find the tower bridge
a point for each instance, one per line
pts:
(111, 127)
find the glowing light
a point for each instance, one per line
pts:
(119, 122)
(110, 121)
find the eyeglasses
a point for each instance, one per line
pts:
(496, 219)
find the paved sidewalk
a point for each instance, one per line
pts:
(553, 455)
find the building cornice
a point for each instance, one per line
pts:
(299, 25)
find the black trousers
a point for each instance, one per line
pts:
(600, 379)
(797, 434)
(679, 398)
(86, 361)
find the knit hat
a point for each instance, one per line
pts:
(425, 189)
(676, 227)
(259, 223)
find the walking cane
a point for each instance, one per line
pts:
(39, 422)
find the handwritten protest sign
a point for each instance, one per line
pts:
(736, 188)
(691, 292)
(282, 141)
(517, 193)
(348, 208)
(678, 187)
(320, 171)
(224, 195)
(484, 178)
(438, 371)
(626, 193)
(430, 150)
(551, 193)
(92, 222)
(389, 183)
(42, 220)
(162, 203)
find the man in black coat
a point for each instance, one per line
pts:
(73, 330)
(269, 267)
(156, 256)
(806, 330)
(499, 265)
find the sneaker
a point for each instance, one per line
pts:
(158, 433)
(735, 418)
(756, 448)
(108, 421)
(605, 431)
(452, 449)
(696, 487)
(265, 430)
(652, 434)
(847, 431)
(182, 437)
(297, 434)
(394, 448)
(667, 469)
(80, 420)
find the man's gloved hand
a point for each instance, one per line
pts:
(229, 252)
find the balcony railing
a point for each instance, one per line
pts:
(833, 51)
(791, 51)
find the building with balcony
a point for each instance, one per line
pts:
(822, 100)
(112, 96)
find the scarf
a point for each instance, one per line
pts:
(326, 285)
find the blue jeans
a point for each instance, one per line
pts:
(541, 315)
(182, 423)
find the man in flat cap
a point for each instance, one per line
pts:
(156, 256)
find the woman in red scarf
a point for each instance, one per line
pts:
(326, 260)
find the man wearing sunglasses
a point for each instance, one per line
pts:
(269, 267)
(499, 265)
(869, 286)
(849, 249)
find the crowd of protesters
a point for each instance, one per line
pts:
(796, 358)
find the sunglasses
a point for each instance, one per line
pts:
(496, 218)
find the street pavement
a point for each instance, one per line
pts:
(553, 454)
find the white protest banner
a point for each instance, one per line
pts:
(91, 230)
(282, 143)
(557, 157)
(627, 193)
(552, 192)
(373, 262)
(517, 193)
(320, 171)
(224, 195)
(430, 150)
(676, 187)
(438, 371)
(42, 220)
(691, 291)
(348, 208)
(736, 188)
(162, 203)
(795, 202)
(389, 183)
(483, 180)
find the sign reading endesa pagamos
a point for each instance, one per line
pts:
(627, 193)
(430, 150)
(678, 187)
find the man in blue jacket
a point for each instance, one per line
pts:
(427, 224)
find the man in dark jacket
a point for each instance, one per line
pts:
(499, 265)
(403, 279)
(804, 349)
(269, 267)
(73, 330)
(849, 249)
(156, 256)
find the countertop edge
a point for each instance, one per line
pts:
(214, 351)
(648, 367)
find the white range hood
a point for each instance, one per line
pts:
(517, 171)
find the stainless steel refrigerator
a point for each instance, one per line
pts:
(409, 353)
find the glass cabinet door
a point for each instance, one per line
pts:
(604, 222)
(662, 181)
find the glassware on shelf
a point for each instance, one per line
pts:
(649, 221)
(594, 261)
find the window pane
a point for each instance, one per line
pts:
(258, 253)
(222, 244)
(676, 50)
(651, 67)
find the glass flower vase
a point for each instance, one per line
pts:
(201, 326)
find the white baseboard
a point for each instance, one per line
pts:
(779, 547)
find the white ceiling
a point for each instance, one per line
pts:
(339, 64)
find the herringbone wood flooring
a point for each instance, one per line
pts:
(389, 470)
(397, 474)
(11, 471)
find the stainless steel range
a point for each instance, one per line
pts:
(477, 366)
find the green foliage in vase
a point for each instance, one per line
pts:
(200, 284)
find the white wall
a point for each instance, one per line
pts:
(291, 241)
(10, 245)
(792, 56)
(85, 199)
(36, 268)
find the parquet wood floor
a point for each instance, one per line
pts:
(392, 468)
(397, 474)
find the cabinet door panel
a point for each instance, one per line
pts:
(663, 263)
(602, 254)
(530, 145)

**Problem requirements**
Reproduce all the data word for word.

**Written reply**
find the tower bridge
a point for each instance, one per line
pts:
(111, 127)
find the glowing light
a point for each instance, one per line
pts:
(119, 122)
(110, 121)
find the eyeglasses
a point for each instance, one per line
pts:
(496, 219)
find the paved sidewalk
a point for each instance, one per line
pts:
(553, 455)
find the building cornice
a point for each instance, one per line
pts:
(299, 25)
find the black trousers
a point for each instance, one per line
pts:
(600, 379)
(797, 434)
(679, 398)
(86, 361)
find the knit hat
a point for each instance, one per line
pts:
(425, 189)
(676, 227)
(259, 223)
find the walking cane
a point for each instance, one per line
pts:
(39, 422)
find the handwritten protest sign
a point for each instance, one per line
pts:
(736, 188)
(691, 292)
(282, 141)
(517, 193)
(348, 208)
(678, 187)
(320, 171)
(224, 195)
(484, 178)
(438, 371)
(626, 193)
(430, 150)
(551, 193)
(92, 222)
(389, 183)
(42, 220)
(162, 203)
find the man in black coat
a point for each instance, one per line
pts:
(73, 330)
(269, 267)
(156, 256)
(806, 330)
(499, 265)
find the sneaker
a point for each instance, one per line
pts:
(158, 433)
(735, 418)
(756, 448)
(108, 421)
(605, 431)
(452, 449)
(696, 487)
(265, 430)
(652, 434)
(847, 431)
(182, 437)
(297, 434)
(394, 448)
(667, 469)
(80, 420)
find the man's gloved hand
a point for each instance, one per line
pts:
(229, 252)
find the balcony railing
a point for each instance, one per line
pts:
(833, 51)
(791, 51)
find the building with balcony
a point for each instance, one per line
pts:
(822, 100)
(112, 96)
find the scarf
a point for each instance, one per line
pts:
(326, 285)
find the blue jeans
a point for each instance, one per line
pts:
(541, 315)
(182, 423)
find the man in flat cap
a point for each instance, one per line
pts:
(156, 256)
find the woman in red scarf
a point for each instance, one per line
pts:
(326, 260)
find the man wearing sunglasses
a point for each instance, one per line
pts:
(269, 267)
(499, 265)
(869, 286)
(849, 249)
find the crowd of protesters
a point for each instance, one per line
pts:
(796, 358)
find the sunglasses
a point for each instance, one per line
pts:
(496, 218)
find the street pavement
a point for each instance, one per line
pts:
(553, 454)
find the white protest banner
a point for each instance, one per line
pts:
(91, 230)
(282, 143)
(557, 157)
(627, 193)
(552, 192)
(373, 262)
(517, 193)
(320, 171)
(224, 195)
(430, 150)
(676, 187)
(438, 371)
(42, 220)
(691, 291)
(348, 208)
(736, 188)
(162, 203)
(795, 202)
(389, 183)
(483, 180)
find the sign reading endesa pagamos
a point for each instance, one per line
pts:
(627, 193)
(430, 150)
(678, 187)
find the man in blue jacket
a point for each instance, one per line
pts:
(427, 224)
find the man in dark jacket
a point for each instance, one per line
pts:
(499, 265)
(403, 279)
(804, 349)
(269, 267)
(73, 330)
(849, 249)
(156, 256)
find the countertop edge
a point for each instance, one per line
pts:
(214, 351)
(648, 367)
find the white range hood
a point for each instance, one per line
pts:
(517, 171)
find the stainless steel refrigerator
a point for each instance, one per line
pts:
(409, 353)
find the glass cabinet door
a point for each instance, one per line
pts:
(604, 222)
(662, 181)
find the glassware on shelf
a point for each instance, one per line
pts:
(649, 221)
(594, 261)
find the window pane
a point for each instance, one per line
pts:
(258, 253)
(222, 244)
(676, 50)
(651, 67)
find the glass flower vase
a point for each instance, one per line
pts:
(201, 326)
find the white baseboard
a point for each instance, one per line
pts:
(779, 547)
find the white ceiling
a point for each instance, one per line
pts:
(339, 64)
find the herringbone wood flooring
a point for each instance, one per line
pts:
(389, 470)
(397, 474)
(11, 471)
find the stainless steel range
a point for each instance, one per line
pts:
(477, 366)
find the green foliage in vase
a point for each instance, one per line
pts:
(200, 284)
find the white wall
a point for each instance, one per line
pts:
(291, 241)
(10, 245)
(792, 56)
(85, 199)
(36, 268)
find the parquet wood floor
a point for each instance, one per line
pts:
(392, 468)
(397, 474)
find the cabinet door panel
a point for each instance, one per line
pts:
(663, 263)
(602, 254)
(530, 145)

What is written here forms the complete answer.